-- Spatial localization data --
━━━

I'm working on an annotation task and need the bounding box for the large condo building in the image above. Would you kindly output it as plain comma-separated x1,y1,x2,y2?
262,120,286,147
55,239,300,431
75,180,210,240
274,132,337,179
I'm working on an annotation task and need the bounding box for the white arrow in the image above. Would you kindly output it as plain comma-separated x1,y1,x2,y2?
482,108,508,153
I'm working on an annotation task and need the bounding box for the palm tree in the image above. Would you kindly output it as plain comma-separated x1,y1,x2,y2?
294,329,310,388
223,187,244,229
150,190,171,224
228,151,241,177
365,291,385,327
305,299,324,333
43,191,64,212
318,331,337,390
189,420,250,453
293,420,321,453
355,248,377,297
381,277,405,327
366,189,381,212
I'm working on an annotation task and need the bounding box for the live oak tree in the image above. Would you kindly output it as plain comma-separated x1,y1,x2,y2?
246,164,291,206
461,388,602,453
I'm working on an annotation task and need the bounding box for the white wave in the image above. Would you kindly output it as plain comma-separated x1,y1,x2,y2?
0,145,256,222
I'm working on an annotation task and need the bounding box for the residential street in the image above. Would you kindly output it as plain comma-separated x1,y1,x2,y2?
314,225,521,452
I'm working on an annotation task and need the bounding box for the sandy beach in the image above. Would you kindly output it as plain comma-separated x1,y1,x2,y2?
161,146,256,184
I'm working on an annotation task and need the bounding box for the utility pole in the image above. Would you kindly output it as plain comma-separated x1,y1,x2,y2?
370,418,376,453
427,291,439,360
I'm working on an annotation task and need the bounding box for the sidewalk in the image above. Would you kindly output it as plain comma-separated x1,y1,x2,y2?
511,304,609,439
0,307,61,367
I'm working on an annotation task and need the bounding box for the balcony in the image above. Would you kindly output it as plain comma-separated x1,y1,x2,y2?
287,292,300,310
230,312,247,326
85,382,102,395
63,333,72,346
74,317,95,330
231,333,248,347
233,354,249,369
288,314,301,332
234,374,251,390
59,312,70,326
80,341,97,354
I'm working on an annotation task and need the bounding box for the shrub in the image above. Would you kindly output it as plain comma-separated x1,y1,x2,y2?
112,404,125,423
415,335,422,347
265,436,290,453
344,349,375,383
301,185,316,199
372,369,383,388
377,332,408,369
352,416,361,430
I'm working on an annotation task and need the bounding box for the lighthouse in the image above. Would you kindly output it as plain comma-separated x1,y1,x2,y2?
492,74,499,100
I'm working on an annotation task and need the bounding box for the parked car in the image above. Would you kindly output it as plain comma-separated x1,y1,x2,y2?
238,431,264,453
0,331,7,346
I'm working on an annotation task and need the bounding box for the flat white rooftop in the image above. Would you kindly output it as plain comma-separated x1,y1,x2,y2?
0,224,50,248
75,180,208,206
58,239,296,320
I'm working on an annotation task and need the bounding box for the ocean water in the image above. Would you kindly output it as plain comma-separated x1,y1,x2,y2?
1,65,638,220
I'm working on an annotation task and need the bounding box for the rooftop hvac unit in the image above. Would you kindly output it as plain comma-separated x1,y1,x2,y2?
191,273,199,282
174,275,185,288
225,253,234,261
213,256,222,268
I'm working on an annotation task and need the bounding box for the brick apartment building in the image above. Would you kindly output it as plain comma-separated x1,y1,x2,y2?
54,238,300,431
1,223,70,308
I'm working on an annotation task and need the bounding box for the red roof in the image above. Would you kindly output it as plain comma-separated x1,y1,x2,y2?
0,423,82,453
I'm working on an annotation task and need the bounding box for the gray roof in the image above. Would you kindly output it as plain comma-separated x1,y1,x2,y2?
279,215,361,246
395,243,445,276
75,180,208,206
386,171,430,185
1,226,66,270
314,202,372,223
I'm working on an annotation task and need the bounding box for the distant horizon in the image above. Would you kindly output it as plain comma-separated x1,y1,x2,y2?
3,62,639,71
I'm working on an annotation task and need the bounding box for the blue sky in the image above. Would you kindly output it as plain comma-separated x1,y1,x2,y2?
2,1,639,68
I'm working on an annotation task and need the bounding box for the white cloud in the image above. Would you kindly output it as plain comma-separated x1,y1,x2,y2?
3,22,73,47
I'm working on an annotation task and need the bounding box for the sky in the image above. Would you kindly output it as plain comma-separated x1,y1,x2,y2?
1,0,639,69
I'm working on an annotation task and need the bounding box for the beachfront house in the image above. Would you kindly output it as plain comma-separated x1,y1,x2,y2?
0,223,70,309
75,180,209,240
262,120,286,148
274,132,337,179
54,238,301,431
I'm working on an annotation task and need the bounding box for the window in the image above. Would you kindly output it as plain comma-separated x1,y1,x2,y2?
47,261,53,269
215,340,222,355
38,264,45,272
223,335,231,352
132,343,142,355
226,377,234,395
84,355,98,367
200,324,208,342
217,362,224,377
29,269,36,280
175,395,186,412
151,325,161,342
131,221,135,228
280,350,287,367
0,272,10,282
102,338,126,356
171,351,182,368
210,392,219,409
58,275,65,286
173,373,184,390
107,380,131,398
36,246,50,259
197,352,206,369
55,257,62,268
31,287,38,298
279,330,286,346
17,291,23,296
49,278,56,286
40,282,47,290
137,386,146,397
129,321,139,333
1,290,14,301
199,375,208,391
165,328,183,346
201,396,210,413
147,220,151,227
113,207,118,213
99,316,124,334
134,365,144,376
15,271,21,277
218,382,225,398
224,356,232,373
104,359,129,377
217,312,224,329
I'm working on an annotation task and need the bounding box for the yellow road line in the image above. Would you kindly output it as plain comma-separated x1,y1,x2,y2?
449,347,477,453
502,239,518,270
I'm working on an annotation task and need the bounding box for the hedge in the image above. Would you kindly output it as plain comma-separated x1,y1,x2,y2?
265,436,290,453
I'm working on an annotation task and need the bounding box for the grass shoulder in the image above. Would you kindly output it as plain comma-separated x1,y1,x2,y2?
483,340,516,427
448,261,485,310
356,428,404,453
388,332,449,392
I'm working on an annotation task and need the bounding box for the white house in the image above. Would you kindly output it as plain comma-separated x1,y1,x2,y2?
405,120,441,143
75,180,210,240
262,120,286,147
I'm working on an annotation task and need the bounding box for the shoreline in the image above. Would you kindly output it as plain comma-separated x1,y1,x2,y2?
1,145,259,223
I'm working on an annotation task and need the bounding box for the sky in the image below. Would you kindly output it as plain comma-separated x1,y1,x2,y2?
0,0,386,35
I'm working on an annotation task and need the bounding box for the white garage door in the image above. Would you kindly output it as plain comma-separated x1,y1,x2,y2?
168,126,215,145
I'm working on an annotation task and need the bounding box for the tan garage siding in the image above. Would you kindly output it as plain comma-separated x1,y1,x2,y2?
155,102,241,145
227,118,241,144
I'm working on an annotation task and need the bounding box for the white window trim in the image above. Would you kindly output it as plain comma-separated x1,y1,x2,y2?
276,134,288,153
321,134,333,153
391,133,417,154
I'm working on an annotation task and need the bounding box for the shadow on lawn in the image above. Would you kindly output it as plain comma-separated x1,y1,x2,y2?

━━━

-- WORK TASK --
Each of the records should be written out again, exactly as it reads.

-- OUTPUT --
I'm working on an annotation task and need the bounding box for the large condo building in the image above. Would you kindly output it as plain comma-separated x1,y1,x2,y2?
262,120,286,147
55,239,300,431
75,180,210,240
274,132,337,179
I'm working on an annotation task and need the bounding box for the white arrow in the image above. Would you kindly output it as plain comma-separated x1,y1,x2,y2?
482,108,508,153
I'm working on an annotation task and need the bounding box for the palm tree in the image above. Would you kindly output it as plain comma-separated x1,y1,x2,y2?
294,329,310,388
223,187,244,229
150,190,171,224
228,151,241,177
365,291,385,327
305,299,324,333
43,191,64,212
318,331,337,390
189,420,250,453
293,420,321,453
355,248,377,297
381,277,405,327
366,189,381,212
I'm working on an annotation task and need the bounding box for the live oak tree in the image above. Would you kindly output it as plain comma-separated x1,y1,x2,y2?
246,164,291,206
461,388,602,453
I'm working on an annotation task and need the bounding box for the white wave in the image above. Would you kindly output it as plain comma-separated x1,y1,x2,y2?
0,145,256,222
I'm working on an annotation task and need the bounding box for the residential street in the image above. Would you kindly output it as plain comma-separated x1,y1,x2,y2?
314,225,521,452
I'm working on an annotation task and need the bounding box for the sandy beach in the image above. Would you kindly output it as plain comma-separated x1,y1,x2,y2?
161,146,256,184
I'm working on an annotation task and need the bounding box for the utility pole in the image above. Would you kindly output it as plain comma-separated x1,y1,x2,y2?
370,418,376,453
427,291,439,360
I'm working on an annotation task and need the bounding box for the sidewalk in the image above. Would you kindly output it as plain comma-separated x1,y1,x2,y2?
511,304,609,439
0,307,61,367
I'm working on an annotation task and need the bounding box for the balcony in the image above. Would you kindly output it as plain comma-separated x1,y1,x2,y2?
287,292,300,310
230,312,247,326
85,382,102,395
63,333,72,346
74,317,95,330
231,333,248,347
233,354,249,369
288,314,301,332
234,374,251,390
59,312,70,326
80,341,97,354
I'm working on an annotation task and need the bounding box for the shrub in the image above. Would you kindly output it as plain comma-separated x1,y1,x2,y2?
112,404,125,423
415,335,422,347
265,436,290,453
344,349,375,383
301,185,316,199
372,369,383,388
377,332,408,369
352,416,361,430
I'm working on an annotation task and need the bounding box for the lighthouse in the image above. Would you kindly output it as plain comma-separated x1,y1,x2,y2?
492,74,499,100
I'm working on an annotation task and need the bounding box for the parked car in the image above. Would you kindly output it as plain comma-separated x1,y1,x2,y2?
238,431,264,453
0,331,7,346
I'm working on an annotation task and need the bounding box for the flat white rooftop in the image above. Would you kindly output it as plain comma-separated x1,y1,x2,y2?
0,224,50,248
75,180,208,206
58,239,296,320
I'm working on an annotation task and need the bounding box for the ocean water in the image above. Would you kindly output it as plain comma-separated x1,y1,x2,y2?
1,65,638,220
I'm working on an annotation task and need the bounding box for the rooftop hvac unit in the image above. Would you kindly output it as plain comma-separated x1,y1,x2,y2?
191,273,199,282
174,275,185,288
225,253,234,261
213,256,222,268
I'm working on an annotation task and need the bounding box for the brick apartment building in the image above. Would you kindly output it as plain comma-separated x1,y1,x2,y2?
54,238,300,431
1,223,70,308
I'm working on an annotation task and need the bounding box for the red roof in the image above. Would you kindly output it as plain comma-separated x1,y1,x2,y2?
0,423,82,453
I'm working on an annotation task and need the bounding box for the gray roof in the image above. Would you kindly output it as plain comma-separated x1,y1,x2,y2?
279,215,361,246
395,243,445,276
75,180,208,206
386,171,430,185
1,226,66,270
314,202,372,223
I'm working on an annotation task and need the bounding box for the distant horizon in the image above. Would you kindly output it as plain comma-separated x1,y1,x2,y2?
3,62,639,71
I'm working on an annotation task and need the bounding box for the blue sky in the image above. Would you kindly output it as plain comma-separated x1,y1,x2,y2?
2,1,639,68
I'm working on an annotation task and need the bounding box for the white cloud in the image above. Would you kindly output it as plain comma-separated x1,y1,x2,y2?
3,22,73,47
I'm working on an annotation task and need the bounding box for the sky in the image above. Would you kindly output it as plain comma-separated x1,y1,x2,y2?
1,0,639,69
I'm working on an annotation task and need the bounding box for the beachfront house in the image above. Would you kindly output it as plain comma-separated x1,y1,x2,y2?
0,223,70,309
75,180,209,240
262,120,286,148
274,132,337,179
54,238,301,431
I'm working on an annotation task and need the bounding box for the window in the image above. Would you kindly output it as plain comma-separated x1,y1,x2,y2?
47,261,53,269
215,340,222,355
38,264,45,272
223,335,231,352
132,343,142,355
226,377,234,395
84,355,98,367
200,324,208,342
217,362,224,377
29,269,36,280
175,395,186,412
151,325,161,342
131,221,135,228
280,350,287,367
0,272,10,282
102,338,126,356
171,351,182,368
210,392,219,409
58,275,65,286
173,373,184,390
107,380,131,398
36,246,50,259
197,352,206,369
55,257,62,268
31,287,38,298
279,330,286,346
17,291,23,296
49,278,56,286
40,282,47,290
137,386,146,397
129,321,139,333
1,290,14,301
199,375,208,391
165,328,183,346
201,396,210,413
147,220,151,227
113,207,118,213
99,316,124,334
134,365,144,376
15,271,21,277
218,382,225,398
224,356,232,373
104,359,129,377
217,312,224,329
I'm working on an annotation task and need the bounding box for the yellow road line in the image above. Would you kindly output it as plain comma-separated x1,y1,x2,y2?
449,347,477,453
502,239,518,270
I'm working on an annotation task and need the bounding box for the hedge in the image above. Would you kindly output it as plain comma-separated x1,y1,x2,y2?
265,436,290,453
I'm working on an annotation task and need the bounding box for the grass shoulder in the image above. Would you kindly output it as plain comma-separated x1,y1,x2,y2?
483,340,516,427
448,261,485,310
356,428,404,453
388,332,449,392
I'm working on an annotation task and need the bounding box for the white house in the image above. Would you kindly output it as plain comma-separated x1,y1,x2,y2?
405,120,441,143
75,180,210,240
262,120,286,147
I'm working on an annotation task and need the bounding box for the shoreline in the image above. Would you kindly output it as plain comma-separated x1,y1,x2,y2?
1,145,259,223
I'm working on an annotation task and need the bounding box for the sky in the image below. Would you kindly output it as plain comma-separated x1,y1,x2,y2?
0,0,386,35
I'm working on an annotation task and need the bounding box for the white garage door in the image above. Would you kindly output it as plain comma-separated x1,y1,x2,y2?
168,126,215,145
I'm working on an annotation task and need the bounding box for the tan garage siding in the image above. Would you kindly output it as plain comma-separated x1,y1,x2,y2?
155,102,241,145
227,118,241,144
I'm working on an annotation task and need the bounding box for the white window trim in the image above. Would you kindly output it as plain comma-separated x1,y1,x2,y2?
276,134,288,153
321,134,333,153
391,133,417,154
I'm working on an annotation task and need the bounding box for the shadow on lawn in the image above. Would you kindly output it as plain comma-separated x1,y1,x2,y2?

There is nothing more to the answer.